Continue the article about Haitian migrants arriving in the U.S., starting after its final sentence.

● Document segment
>>>>>
Bolter said Biden’s strategy to deter Haitian migration from South America has been at least partially effective – many families turned back to Mexico; others never reached the U.S. at all.
But Guerline Jozef, director of the Haitian Bridge Alliance, which advocates for asylum seekers, said there’s no excuse for the cruelty of sending Haitians back to a violent, impoverished country.
“The political turmoil in Haiti, the insecurity in Haiti is forcing displacement in the country, pushing people to leave. And yet we continue to deport people into that same system,” said Jozef.
She sees the U.S. treatment of Haitian migrants as a continuation of the country’s history of anti-Black racism, a resistance to adding to the Black population.
“How can you talk about civil rights when you have Haitians here, you don’t even allow them to go to a judge to make a case,” said J. Sadraque Cius, founder of People Outreach Ministry and a Haitian community leader in Houston. “It’s all about racism. Let’s call it like it is,” he said.
In the U.S.
Eugene sat on a squeaky stool at the kitchen counter in a spacious two-story brick home in northwest Houston. In the living room, his wife, Naomise Merone, held their daughter, Neissa Lindsey.
He recalled that after the long journey to the border, he was shocked to hear of his friends who were sent back to Haiti. He had assumed he – and other Haitians – would be admitted to the United States.
In Del Rio, his family waited for three days that hit triple-digit temperatures with limited access to food and water.
“I came with a lot of faith. I knew I was going to get in,” he said.
He was right – by sheer luck.
His family was among the thousands of Haitians who did gain entry to the U.S. They were quickly released and took a bus to Houston, where they’ve decided to stay for now.
“I think (in the U.S.) we can have a certain security, we can work, we can achieve our goal,” he said.
But his story is far from over. His newborn is a U.S. citizen, but he has an asylum case to win (which Haitians rarely do), a work permit to apply for and housing to secure.
After learning Spanish and building a life in Chile, he’s starting over — again. Now with a wife and newborn. He said he’s been blessed to find a temporary home through the Haitian community for the last few months, but the clock is ticking for him to become self-sufficient.
<<<<<
Records taken from a dataset:
>>>>>
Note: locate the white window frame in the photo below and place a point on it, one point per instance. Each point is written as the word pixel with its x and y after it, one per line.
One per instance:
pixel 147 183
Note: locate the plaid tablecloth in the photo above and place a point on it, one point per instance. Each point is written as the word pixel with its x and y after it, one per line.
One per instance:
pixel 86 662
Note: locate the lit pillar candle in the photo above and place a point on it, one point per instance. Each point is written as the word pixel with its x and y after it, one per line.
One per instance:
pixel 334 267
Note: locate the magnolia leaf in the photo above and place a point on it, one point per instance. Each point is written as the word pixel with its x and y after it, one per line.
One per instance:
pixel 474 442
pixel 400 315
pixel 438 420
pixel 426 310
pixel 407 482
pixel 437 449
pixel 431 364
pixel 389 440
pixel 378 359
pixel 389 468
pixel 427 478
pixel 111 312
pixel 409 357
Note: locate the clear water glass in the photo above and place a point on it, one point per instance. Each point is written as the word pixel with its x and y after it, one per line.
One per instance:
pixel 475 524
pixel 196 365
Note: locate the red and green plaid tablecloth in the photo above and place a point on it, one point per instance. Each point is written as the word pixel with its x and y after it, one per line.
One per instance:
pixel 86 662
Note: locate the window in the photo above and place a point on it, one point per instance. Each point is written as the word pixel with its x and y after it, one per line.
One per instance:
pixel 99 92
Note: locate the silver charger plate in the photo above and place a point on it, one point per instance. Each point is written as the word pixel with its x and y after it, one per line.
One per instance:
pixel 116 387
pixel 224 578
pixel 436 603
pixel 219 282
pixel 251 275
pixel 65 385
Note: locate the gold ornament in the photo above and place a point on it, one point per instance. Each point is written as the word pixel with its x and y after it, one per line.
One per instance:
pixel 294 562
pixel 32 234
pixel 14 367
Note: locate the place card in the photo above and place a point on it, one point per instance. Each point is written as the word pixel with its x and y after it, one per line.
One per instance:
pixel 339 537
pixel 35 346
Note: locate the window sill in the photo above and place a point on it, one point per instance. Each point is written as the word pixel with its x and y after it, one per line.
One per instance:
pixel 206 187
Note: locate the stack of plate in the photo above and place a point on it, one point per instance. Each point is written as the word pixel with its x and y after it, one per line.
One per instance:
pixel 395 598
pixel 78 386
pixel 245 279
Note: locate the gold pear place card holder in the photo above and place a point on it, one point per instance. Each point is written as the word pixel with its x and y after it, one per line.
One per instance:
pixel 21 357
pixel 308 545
<<<<<
● Answer to this exercise
“We arrived to the best place to have a better life, a better opportunity to live in peace,” he said, grateful he no longer has to worry about the lawlessness he’s endured over the years. “It’s the best place for us to live.”
Back to square one
In Haiti, Quettlie Fanfan and Domingue Paul are still processing all they’ve been through.
In a voice message, one of their kids screams out for their grandmother, who lives with them, saying, “abuela, abuela,” in Spanish, a foreign language in the Haitian Creole-speaking country.
They’re starting from zero — again, in a country Fanfan said is more dangerous than when they left.
“The gangs have more powerful guns than the police, and there are many more of them than police,” she said.
She’s still shaken from the trauma of their journey – the horrors of the Colombian forest and the cruel treatment by U.S. immigration officials. It makes her sad whenever she thinks about it.
Her children are still sick. Things that had been easy in Latin America, like charging a phone or making a call, are an ordeal in Haiti. Her mom is suffering from diabetes and is devastated to see them back.
They put everything into making a better life for themselves but were rejected by Chile and the United States – among the wealthiest countries in the Americas.
And in the teetering republic of Haiti, it’s as if their own government has turned its back, too.
“For now, we are in Haiti, living in fear,” she said. “One doesn’t know what could happen each day. One can only count on the day that’s already passed. But what happens tomorrow, we leave in the hands of God.”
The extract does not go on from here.